* begin Dataset rows *
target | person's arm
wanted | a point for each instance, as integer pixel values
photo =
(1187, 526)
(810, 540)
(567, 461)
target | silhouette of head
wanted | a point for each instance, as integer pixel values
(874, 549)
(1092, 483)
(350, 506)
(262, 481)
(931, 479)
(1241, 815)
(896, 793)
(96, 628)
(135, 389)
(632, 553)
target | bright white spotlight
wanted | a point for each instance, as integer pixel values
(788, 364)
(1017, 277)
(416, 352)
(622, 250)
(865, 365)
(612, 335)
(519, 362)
* end Dataset rows *
* begin Dataset rows *
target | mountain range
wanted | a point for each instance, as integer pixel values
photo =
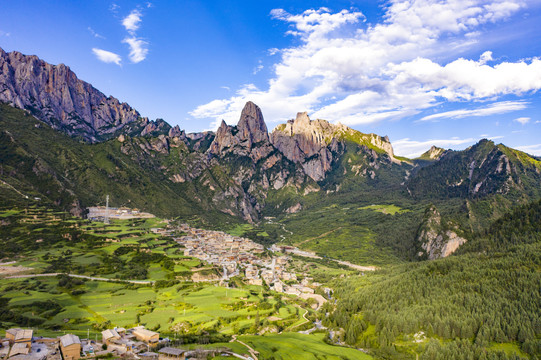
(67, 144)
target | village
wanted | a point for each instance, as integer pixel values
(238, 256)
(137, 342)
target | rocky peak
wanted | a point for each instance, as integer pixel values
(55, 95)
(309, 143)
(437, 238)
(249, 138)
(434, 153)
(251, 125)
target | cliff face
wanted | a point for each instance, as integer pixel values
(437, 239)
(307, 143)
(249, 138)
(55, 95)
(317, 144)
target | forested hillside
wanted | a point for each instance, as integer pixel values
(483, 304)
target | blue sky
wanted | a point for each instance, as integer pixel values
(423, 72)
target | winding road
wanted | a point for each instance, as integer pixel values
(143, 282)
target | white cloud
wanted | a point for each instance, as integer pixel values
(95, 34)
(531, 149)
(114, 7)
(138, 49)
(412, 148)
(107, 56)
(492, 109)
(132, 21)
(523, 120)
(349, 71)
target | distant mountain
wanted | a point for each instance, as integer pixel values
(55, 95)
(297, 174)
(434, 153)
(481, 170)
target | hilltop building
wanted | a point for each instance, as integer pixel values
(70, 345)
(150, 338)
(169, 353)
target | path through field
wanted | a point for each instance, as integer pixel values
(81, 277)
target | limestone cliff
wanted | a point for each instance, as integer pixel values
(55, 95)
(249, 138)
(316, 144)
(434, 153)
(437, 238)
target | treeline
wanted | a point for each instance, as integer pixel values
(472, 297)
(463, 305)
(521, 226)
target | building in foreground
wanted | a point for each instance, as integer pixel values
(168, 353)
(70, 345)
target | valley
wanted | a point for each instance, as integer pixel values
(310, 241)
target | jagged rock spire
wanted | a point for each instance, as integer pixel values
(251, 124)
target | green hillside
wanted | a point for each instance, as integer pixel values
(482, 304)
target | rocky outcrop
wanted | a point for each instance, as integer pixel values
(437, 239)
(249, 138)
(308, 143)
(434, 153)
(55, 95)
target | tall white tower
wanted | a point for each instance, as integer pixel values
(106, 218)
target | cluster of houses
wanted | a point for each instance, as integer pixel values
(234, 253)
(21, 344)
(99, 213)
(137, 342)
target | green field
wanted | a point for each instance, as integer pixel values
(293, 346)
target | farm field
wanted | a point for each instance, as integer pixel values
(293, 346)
* end Dataset rows *
• What you need to do:
Count the lines in the records above that contain the string "field". Reply with the number alone.

• Task solution:
3